[Start of Text provided]

I have a feeling that the WC melleri are picking up cues from their captive bred counterparts. The CB melleri have always been very social (for lack of a better word) and inquisitive. The WC pair has become increasingly socialized since they have been housed in the free range. At first the WCs would stay up in the trees and I would have to hold crickets up as high as I could for them to reach down and shoot them. Over time they built an impressive level of trust. I think the free range encourages this increased socialized behavior and therefore lowers the ‘background stress’ that I fear every captive wild animal experiences.
When free ranging chameleons it is important to make sure the room is chameleon-proof and the door to that room is always kept closed. I think any chameleon would leave a free range at some point and it’s important to make sure that the chameleon can’t get itself into trouble when that happens. The few times that we had a chameleon leave its habitat (free range or cage) and not return before dark it would find some hard-to-get-to spot, usually either high up or behind something. Even an adult melleri in a closed off room can be hard to find in such a situation. For that reason I wouldn’t free range any chameleons under 6” SVL (snout to vent length) or animals that haven’t yet been acclimated.
The ‘But-I-Thought-You-Weren’t-Supposed-To Keep-Chameleons-Together’ Disclaimer
Chameleo melleri does seem to be an exception to this rule and the five successful matings that I know of all occurred in situation where a pair or small group of Meller’s chameleons had been kept together for a year or more. Regardless of the evidence supporting grouping Ch. melleri, I feel this should never be taken lightly. Keeping chameleons in groups always has some risk of adding extra stress.

[End of Text provided]

**Exercise tasks:**
1. In the entries, copy every line from the one containing "target: bell tower" through the one containing "M 491 33 L 471", both included, and nothing else.
2. Pick up the text on keeping Meller's chameleons after its final sentence and write what comes next.

[Start of Source material]

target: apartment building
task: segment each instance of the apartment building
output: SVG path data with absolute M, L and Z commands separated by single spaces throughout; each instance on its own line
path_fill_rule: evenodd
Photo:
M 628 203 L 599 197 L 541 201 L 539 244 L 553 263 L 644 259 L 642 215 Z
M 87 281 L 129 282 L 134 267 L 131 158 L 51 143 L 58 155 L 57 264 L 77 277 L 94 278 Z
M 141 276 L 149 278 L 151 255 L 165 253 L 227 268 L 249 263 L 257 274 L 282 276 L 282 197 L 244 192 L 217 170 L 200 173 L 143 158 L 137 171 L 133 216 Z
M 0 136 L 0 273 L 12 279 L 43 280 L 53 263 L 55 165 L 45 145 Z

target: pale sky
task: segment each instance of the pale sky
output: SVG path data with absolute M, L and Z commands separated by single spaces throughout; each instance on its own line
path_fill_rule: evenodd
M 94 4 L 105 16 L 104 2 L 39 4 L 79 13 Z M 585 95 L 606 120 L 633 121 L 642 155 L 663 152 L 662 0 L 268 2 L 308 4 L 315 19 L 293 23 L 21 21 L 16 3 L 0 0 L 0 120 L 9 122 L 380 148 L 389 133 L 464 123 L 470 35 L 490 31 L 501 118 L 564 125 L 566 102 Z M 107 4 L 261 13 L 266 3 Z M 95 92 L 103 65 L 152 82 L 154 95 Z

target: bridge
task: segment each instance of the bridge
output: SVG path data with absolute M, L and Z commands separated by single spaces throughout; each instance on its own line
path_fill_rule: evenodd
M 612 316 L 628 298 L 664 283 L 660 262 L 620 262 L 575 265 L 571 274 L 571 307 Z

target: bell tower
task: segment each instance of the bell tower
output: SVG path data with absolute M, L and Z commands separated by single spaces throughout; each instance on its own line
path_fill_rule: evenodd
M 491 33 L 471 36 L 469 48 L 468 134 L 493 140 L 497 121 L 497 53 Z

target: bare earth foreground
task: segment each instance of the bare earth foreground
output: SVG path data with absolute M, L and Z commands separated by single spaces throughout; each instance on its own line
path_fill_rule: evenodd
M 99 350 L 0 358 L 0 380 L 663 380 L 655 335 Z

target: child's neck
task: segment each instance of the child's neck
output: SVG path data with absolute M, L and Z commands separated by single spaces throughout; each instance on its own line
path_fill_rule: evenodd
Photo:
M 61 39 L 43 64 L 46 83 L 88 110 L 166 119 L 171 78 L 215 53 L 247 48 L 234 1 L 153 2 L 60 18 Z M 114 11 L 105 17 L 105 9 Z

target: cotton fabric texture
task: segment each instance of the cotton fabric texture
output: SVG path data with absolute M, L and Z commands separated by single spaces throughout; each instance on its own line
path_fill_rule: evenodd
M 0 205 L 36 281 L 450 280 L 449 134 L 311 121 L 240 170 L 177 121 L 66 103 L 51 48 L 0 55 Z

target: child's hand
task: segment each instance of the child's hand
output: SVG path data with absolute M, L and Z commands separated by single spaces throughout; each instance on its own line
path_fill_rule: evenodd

[End of Source material]

**Exercise responses:**
1.
target: bell tower
task: segment each instance of the bell tower
output: SVG path data with absolute M, L and Z commands separated by single spaces throughout; each instance on its own line
path_fill_rule: evenodd
M 491 33 L 471 36 L 469 48 L 468 134 L 493 140 L 497 121 L 497 53 Z

2.
Based on conversations with other melleri keepers I think it is likely that frequent interaction with both males and females is a natural part of a Meller’s chameleon’s life, however we know too little about how and how often these animals interact in the wild to know how much interaction occurs.
All four of my adult Ch. melleri have been in captivity for more than 2 years and I know their personalities. I think this puts me in a better position to recognize problems. I wouldn’t house unfamiliar or un-acclimated Ch. melleri in pairs or groups. Even if these animals are somewhat gregarious in the wild, I doubt they have to be kept in groups to thrive or that keeping them together is always the best solution. You should take the time to get to know the animals, and to let the animals get to know each other, before deciding if a group situation is appropriate.
cohabiting melleri will often sleep close together, though not always this close
Now about how we built the free range
When designing our free range we had list of attributes that we felt were most important to include, beyond the basic requirements of a chameleon enclosure:
- The free range floor needs to be far enough off the ground to allow for a drainage system
- There needs to be a barrier between the chameleons and the lights
- Misting and drainage need to be automated
- The chameleons have to be able to sit above eye level
- We have to be able to reach every corner of the free range without having to disassemble everything
- There should be a basking and misting spot for every chameleon
- The chameleons need to be able to get out of sight of each other
Actual Design and construction of the free range.
Part 1 - Required Skills
This is an advanced project. You will need the following skills to build your own Chameleon Free Range:
- Basic Carpentry.
- Basic Electrical- (wiring your own receptacles and switches.)
- Intermediate Plumbing (you'll be tapping off a nearby bathroom sink supply line for the misting system.)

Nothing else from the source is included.